[WHAT THE TASK REQUIRES]
Tally the lines of the data below that contain the word "instance" (case counts), and give only that number.

[RECORDED DATA]
## START

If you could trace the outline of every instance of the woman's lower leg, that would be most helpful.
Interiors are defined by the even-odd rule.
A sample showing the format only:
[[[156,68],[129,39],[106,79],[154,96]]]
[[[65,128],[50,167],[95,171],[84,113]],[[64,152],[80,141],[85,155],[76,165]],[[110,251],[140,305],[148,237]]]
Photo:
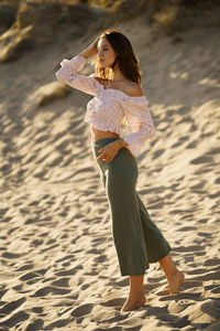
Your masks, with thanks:
[[[146,297],[144,295],[144,275],[130,276],[130,292],[129,298],[124,302],[121,311],[130,311],[146,303]]]

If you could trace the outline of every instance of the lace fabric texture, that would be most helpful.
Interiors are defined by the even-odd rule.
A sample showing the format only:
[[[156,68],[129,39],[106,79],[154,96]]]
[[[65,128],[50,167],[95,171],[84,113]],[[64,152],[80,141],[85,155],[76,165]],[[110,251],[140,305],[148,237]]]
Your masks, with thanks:
[[[61,63],[62,67],[56,72],[57,79],[95,96],[87,104],[85,122],[102,131],[110,130],[122,135],[121,122],[125,117],[131,132],[122,138],[131,153],[138,158],[144,142],[147,139],[153,140],[156,136],[146,97],[132,97],[114,88],[105,89],[103,85],[95,78],[95,74],[85,76],[77,73],[85,64],[86,58],[80,55],[70,60],[64,58]]]

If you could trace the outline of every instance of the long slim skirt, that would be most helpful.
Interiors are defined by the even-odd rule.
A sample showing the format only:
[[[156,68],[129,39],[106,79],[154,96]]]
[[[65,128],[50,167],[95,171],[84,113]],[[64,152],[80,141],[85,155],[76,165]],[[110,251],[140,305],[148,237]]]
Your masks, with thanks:
[[[91,140],[91,150],[109,202],[121,276],[141,276],[150,263],[165,257],[172,247],[151,220],[135,190],[138,162],[129,149],[120,149],[111,162],[97,160],[98,150],[117,139]]]

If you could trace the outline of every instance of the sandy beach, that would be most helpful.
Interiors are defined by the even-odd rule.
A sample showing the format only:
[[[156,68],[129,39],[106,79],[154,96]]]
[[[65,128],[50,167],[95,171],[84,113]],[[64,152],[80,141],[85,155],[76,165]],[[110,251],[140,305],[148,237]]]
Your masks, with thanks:
[[[0,331],[220,330],[219,28],[160,35],[141,17],[114,28],[140,58],[157,130],[136,190],[186,278],[170,296],[152,264],[147,306],[120,312],[129,277],[82,122],[92,96],[55,76],[98,33],[59,35],[0,65]]]

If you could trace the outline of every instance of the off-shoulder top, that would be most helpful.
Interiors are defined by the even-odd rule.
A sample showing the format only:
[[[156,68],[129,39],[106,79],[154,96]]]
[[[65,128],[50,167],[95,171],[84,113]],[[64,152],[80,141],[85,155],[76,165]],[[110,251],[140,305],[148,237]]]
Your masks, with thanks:
[[[76,55],[70,60],[64,58],[61,62],[62,68],[56,72],[57,79],[95,96],[87,104],[85,122],[102,131],[110,130],[122,135],[121,124],[125,117],[131,132],[121,138],[128,143],[127,148],[131,153],[138,158],[144,141],[153,140],[156,135],[146,97],[144,95],[132,97],[120,89],[105,88],[95,78],[95,74],[89,76],[77,74],[85,63],[86,57],[81,55]]]

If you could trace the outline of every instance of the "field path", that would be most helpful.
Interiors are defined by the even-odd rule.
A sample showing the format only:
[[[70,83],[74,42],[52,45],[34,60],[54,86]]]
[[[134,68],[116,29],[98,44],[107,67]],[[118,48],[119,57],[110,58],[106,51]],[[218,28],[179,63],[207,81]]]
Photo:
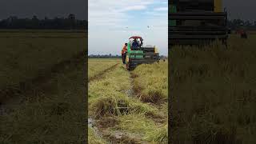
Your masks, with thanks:
[[[118,103],[118,99],[120,98],[119,96],[125,97],[124,99],[127,99],[128,101],[136,101],[138,98],[135,98],[136,94],[134,92],[133,78],[131,73],[125,69],[122,65],[118,63],[109,68],[107,70],[104,70],[104,72],[102,72],[101,74],[98,75],[99,76],[96,76],[93,80],[90,80],[89,84],[90,112],[88,127],[93,130],[96,138],[99,138],[107,143],[149,143],[149,142],[142,139],[143,134],[140,134],[139,131],[132,132],[114,128],[117,126],[117,125],[118,125],[118,118],[119,117],[122,117],[122,114],[118,116],[111,114],[108,116],[102,115],[100,118],[95,118],[95,114],[93,114],[94,113],[94,110],[95,109],[91,108],[90,106],[94,105],[94,100],[92,99],[95,98],[102,101],[102,99],[106,98],[105,97],[108,97],[108,95],[113,98],[116,98],[118,101],[117,109],[119,110],[123,108],[126,109],[126,106],[119,106],[120,103],[123,104],[123,102],[122,102],[122,98],[121,98],[121,102]],[[102,86],[101,86],[101,83],[106,86],[103,86],[102,88]],[[98,96],[95,96],[98,98],[91,98],[91,93],[98,93],[98,94],[97,94]],[[102,94],[102,96],[101,94]],[[93,142],[94,142],[89,143]]]

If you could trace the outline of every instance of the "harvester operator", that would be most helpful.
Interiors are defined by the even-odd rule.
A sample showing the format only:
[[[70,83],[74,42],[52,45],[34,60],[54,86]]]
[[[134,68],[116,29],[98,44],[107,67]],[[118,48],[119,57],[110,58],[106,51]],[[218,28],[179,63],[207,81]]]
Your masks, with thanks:
[[[133,46],[133,50],[136,50],[138,49],[138,42],[136,38],[134,38],[134,42],[132,44],[132,46]]]
[[[126,52],[127,52],[127,43],[125,43],[125,46],[122,47],[122,63],[126,64]]]

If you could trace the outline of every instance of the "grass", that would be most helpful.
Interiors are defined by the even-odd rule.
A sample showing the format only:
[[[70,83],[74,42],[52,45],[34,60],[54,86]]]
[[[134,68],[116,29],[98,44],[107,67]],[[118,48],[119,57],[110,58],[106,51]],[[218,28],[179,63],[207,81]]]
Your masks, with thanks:
[[[170,50],[173,143],[256,142],[255,39]]]
[[[16,84],[37,77],[40,74],[38,70],[47,70],[55,63],[83,51],[86,42],[86,38],[20,38],[5,39],[4,42],[1,44],[5,49],[1,50],[7,56],[18,58],[6,58],[5,65],[16,62],[20,66],[19,70],[14,66],[9,67],[7,71],[1,71],[1,74],[5,73],[8,77],[14,78],[12,81],[6,79],[7,84]],[[25,101],[22,104],[10,104],[8,108],[10,108],[10,113],[0,115],[0,143],[86,142],[87,126],[85,122],[86,99],[82,97],[85,94],[83,59],[81,58],[79,62],[62,66],[65,66],[62,71],[52,73],[50,78],[40,84],[40,87],[34,86],[31,88],[33,90],[19,95],[24,97]],[[30,69],[26,69],[23,63]],[[2,77],[1,78],[3,80]]]
[[[100,74],[104,70],[118,63],[119,59],[102,59],[89,58],[88,59],[88,78],[89,79]]]
[[[141,78],[146,82],[145,90],[143,89],[145,97],[146,92],[149,91],[146,89],[154,86],[152,82],[148,82],[147,78],[152,78],[160,74],[166,74],[162,76],[166,78],[166,81],[161,78],[162,81],[155,79],[158,82],[153,83],[155,86],[158,84],[166,86],[167,84],[166,66],[167,63],[161,62],[160,64],[138,66],[138,70],[143,71],[144,74],[144,75],[142,74],[137,78],[142,77]],[[144,67],[149,68],[145,69]],[[154,68],[158,69],[159,67],[164,68],[165,70],[163,71],[165,72],[157,73]],[[136,69],[133,74],[139,74]],[[153,69],[152,73],[146,72],[150,69]],[[154,74],[154,72],[157,74]],[[155,75],[150,77],[153,74]],[[133,78],[129,71],[119,65],[112,71],[106,73],[101,79],[90,82],[89,117],[96,119],[98,126],[107,129],[108,134],[114,134],[117,131],[118,133],[126,134],[126,137],[122,139],[122,142],[146,141],[151,143],[166,143],[167,94],[164,94],[166,90],[162,88],[164,98],[160,98],[162,102],[158,103],[158,106],[155,106],[154,103],[145,102],[138,98],[136,94],[132,93],[133,81],[141,80],[137,79],[137,78]],[[108,141],[113,140],[111,137],[110,138],[104,137],[104,138],[108,139]]]
[[[30,81],[86,49],[82,33],[5,32],[0,39],[0,89]]]
[[[106,144],[106,142],[95,135],[94,130],[91,128],[88,129],[88,142],[90,144]]]

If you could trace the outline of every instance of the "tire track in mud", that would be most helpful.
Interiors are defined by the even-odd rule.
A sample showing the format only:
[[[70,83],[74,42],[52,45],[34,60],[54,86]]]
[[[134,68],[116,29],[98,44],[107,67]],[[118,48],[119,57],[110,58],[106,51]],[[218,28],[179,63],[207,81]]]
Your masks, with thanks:
[[[46,91],[50,87],[44,85],[56,74],[63,73],[66,69],[73,70],[78,65],[85,64],[85,51],[80,52],[70,59],[55,64],[51,68],[39,73],[34,78],[21,82],[16,86],[6,86],[6,88],[0,90],[0,114],[8,113],[6,112],[6,107],[22,103],[28,98],[29,94]]]
[[[89,82],[95,81],[95,80],[102,79],[102,78],[104,78],[104,75],[106,73],[109,73],[109,72],[114,70],[118,65],[119,65],[119,63],[114,64],[114,66],[104,70],[103,71],[100,72],[99,74],[98,74],[94,75],[94,77],[89,78]]]
[[[107,74],[110,73],[114,69],[117,68],[117,66],[119,65],[119,63],[116,63],[114,66],[104,70],[103,71],[100,72],[99,74],[94,75],[94,77],[89,78],[88,82],[93,82],[94,81],[101,80],[104,78],[104,76]],[[90,90],[90,89],[88,90]],[[106,134],[104,134],[102,130],[100,129],[101,126],[98,125],[98,122],[95,122],[95,120],[93,118],[89,118],[87,119],[87,125],[88,128],[91,128],[94,133],[94,134],[103,139],[105,142],[106,142],[108,144],[112,144],[112,142],[110,141],[110,139],[106,138],[106,136],[104,136]]]
[[[94,80],[101,80],[104,78],[104,75],[106,73],[110,73],[113,71],[116,67],[117,65],[114,65],[111,66],[110,68],[104,70],[102,74],[97,74],[100,75],[99,77],[95,77]],[[122,67],[124,68],[124,67]],[[124,69],[124,70],[126,70],[126,69]],[[129,72],[130,77],[129,78],[131,78],[130,72]],[[91,80],[90,82],[92,82]],[[133,86],[133,78],[130,79],[130,85]],[[134,97],[135,93],[134,92],[133,86],[131,86],[131,89],[129,89],[126,91],[123,91],[126,93],[126,94],[128,97]],[[114,131],[110,131],[108,129],[112,126],[107,126],[105,125],[115,125],[115,121],[112,119],[113,118],[102,118],[102,119],[94,119],[93,118],[88,118],[88,127],[91,128],[93,131],[94,132],[94,134],[98,136],[98,138],[102,138],[105,142],[106,142],[109,144],[113,143],[131,143],[131,144],[146,144],[149,143],[148,142],[142,141],[140,139],[141,135],[138,135],[134,133],[129,133],[129,132],[122,132],[120,130],[114,130]],[[106,122],[110,121],[107,123],[105,123]]]

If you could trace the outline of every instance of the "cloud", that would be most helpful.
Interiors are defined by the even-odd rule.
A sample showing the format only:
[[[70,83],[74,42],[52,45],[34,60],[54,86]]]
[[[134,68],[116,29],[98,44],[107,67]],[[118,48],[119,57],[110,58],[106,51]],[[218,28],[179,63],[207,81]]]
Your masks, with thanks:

## END

[SOLUTION FOR THIS PROBLEM]
10